La Terrasse

"La culture est une résistance à la distraction" Pasolini

Théâtre - Critique

Si tu me regardes, j’existe

Si tu me regardes, j’existe - Critique sortie Théâtre
La vie est un combat entre soi, la boîte à biscuits et les autres. Photo : Anne Boveron

Publié le 10 février 2010

Avec l’énergie de quatre actrices juvéniles, Francesca Volchitza Cabrini met en scène sa pièce sur l’anorexie, maladie indéfinissable de jeune fille. Un jeu trop extérieur pour un mal-être intérieur.

- Tâches à réaliser
1. Dans la critique de théâtre, de quelle maladie traite la pièce mise en scène par Francesca Volchitza Cabrini ?
2. Poursuivez la critique de la pièce sur l'anorexie à partir de sa dernière phrase.

- Données extraites
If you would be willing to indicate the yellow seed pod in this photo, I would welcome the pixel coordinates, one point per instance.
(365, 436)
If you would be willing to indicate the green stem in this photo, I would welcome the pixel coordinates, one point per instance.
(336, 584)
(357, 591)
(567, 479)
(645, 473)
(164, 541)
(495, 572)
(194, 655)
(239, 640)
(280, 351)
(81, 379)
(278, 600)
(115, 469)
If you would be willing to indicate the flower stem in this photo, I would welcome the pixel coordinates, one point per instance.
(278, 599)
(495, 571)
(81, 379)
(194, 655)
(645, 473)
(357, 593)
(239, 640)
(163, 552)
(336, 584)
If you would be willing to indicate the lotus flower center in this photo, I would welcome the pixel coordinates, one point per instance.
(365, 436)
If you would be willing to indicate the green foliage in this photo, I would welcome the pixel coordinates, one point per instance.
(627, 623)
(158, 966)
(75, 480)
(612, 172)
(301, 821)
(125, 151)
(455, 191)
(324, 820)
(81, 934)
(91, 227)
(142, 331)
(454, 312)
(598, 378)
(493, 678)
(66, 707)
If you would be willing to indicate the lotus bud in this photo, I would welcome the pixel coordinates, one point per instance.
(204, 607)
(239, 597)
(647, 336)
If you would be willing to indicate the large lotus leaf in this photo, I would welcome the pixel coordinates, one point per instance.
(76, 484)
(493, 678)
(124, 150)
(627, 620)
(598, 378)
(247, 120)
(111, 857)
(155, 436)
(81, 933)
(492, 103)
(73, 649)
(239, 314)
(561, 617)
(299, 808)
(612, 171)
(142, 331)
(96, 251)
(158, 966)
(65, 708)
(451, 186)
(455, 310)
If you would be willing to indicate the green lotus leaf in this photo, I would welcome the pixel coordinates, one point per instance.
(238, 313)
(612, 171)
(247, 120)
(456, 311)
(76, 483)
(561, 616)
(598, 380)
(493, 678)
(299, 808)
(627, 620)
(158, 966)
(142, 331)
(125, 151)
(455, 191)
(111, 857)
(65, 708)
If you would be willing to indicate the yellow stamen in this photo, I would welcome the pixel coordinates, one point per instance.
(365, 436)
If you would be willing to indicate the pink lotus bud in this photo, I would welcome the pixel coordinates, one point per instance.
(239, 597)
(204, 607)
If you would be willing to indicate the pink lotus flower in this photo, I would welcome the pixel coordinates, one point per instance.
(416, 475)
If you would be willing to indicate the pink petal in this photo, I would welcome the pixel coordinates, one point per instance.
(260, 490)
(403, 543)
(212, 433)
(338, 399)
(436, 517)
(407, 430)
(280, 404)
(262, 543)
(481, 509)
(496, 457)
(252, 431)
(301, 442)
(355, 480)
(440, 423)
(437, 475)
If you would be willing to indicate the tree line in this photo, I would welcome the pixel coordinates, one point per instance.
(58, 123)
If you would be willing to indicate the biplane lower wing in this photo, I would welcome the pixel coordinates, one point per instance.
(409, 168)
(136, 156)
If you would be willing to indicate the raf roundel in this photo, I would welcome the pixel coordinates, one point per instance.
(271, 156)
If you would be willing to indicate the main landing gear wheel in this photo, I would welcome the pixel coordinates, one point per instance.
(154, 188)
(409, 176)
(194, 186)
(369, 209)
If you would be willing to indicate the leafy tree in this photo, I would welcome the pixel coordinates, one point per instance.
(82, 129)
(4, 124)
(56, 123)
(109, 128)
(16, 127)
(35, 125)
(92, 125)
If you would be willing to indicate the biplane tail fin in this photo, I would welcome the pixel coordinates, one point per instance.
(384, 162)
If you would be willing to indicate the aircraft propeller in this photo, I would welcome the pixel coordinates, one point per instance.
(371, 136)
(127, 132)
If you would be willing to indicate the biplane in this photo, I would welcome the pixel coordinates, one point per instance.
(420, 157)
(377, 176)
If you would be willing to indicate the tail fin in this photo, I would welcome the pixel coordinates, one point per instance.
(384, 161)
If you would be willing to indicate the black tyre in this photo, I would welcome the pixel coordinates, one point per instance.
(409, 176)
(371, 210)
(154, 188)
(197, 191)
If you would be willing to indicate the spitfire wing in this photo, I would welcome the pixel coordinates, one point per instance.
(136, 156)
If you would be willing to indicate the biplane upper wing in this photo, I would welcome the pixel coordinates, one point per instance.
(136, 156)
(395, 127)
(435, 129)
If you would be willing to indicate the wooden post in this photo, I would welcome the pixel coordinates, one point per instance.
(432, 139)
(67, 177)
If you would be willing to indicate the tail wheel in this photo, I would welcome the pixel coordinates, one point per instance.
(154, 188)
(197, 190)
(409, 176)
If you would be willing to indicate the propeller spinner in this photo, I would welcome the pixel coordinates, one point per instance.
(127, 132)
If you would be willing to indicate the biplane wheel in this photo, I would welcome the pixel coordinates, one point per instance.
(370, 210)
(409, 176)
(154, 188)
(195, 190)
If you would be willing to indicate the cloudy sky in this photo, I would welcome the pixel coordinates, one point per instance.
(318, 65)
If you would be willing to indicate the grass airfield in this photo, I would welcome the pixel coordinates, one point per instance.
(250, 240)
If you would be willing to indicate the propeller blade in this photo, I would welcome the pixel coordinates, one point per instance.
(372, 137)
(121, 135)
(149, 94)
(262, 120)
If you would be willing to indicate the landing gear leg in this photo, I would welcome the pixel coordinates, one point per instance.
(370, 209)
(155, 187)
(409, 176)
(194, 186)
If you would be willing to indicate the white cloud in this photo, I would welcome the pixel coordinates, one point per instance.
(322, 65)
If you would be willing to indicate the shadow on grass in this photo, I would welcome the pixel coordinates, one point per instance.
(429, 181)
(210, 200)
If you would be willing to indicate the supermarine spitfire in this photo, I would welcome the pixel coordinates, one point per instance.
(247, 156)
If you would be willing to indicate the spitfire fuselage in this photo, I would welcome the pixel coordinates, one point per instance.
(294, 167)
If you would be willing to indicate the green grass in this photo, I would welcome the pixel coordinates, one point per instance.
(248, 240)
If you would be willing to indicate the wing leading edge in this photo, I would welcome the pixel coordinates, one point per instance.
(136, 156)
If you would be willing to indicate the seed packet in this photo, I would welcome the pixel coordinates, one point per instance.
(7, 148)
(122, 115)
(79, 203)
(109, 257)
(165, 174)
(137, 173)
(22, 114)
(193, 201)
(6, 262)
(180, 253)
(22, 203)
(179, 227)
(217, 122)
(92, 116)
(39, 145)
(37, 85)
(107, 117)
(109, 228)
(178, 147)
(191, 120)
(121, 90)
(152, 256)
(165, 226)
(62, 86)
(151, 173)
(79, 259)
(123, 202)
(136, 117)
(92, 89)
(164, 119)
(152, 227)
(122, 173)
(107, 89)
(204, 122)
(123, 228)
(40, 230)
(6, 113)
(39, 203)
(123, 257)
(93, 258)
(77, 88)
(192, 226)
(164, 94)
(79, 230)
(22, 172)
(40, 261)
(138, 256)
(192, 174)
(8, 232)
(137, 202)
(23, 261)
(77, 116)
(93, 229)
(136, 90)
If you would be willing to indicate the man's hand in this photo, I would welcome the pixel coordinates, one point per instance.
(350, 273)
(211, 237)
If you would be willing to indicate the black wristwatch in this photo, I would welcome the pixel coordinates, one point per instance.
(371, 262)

- Réponses numérotées
1. L'anorexie.

2.
La jeune Claire (Marion Monier au maintien juste), l’héroïne enfantine et douloureuse de Si tu me regardes, j’existe, pièce écrite par l’auteur et metteuse en scène Francesca Volchitza Cabrini, souffre d’inappétence, elle se refuse à toute nourriture, malgré ou à cause de la présence vigilante de ses parents, maladroits dans leur amour. En elle, vivent des voix toniques et des regards pétillants indifférenciés, projetés et incarnés sur le plateau par Vanessa Bile-Audouard, Charlotte Victoire Legrain et Giada Melley. C’est que la fillette, esseulée volontaire et recluse dans sa chambre, est encline à nourrir un idéal, une vanité qui donne à rêver dans la préservation folle de son image immaculée que le temps n’aurait pas touchée, arrêtée éternellement au stade de l’enfance où la seule référence reste parentale. On ne grandit pas, on ne grossit pas, et pour faire taire le corps, on ne l’alimente plus, on est « un croisement de femme et d’enfant ». Claire se ferme aux saveurs du monde tandis qu’elle sait qu’une vie, la sienne, est en train de s’écouler dans le drame. Or, la prise de conscience est annonciatrice de guérison, l’adolescente se libérera.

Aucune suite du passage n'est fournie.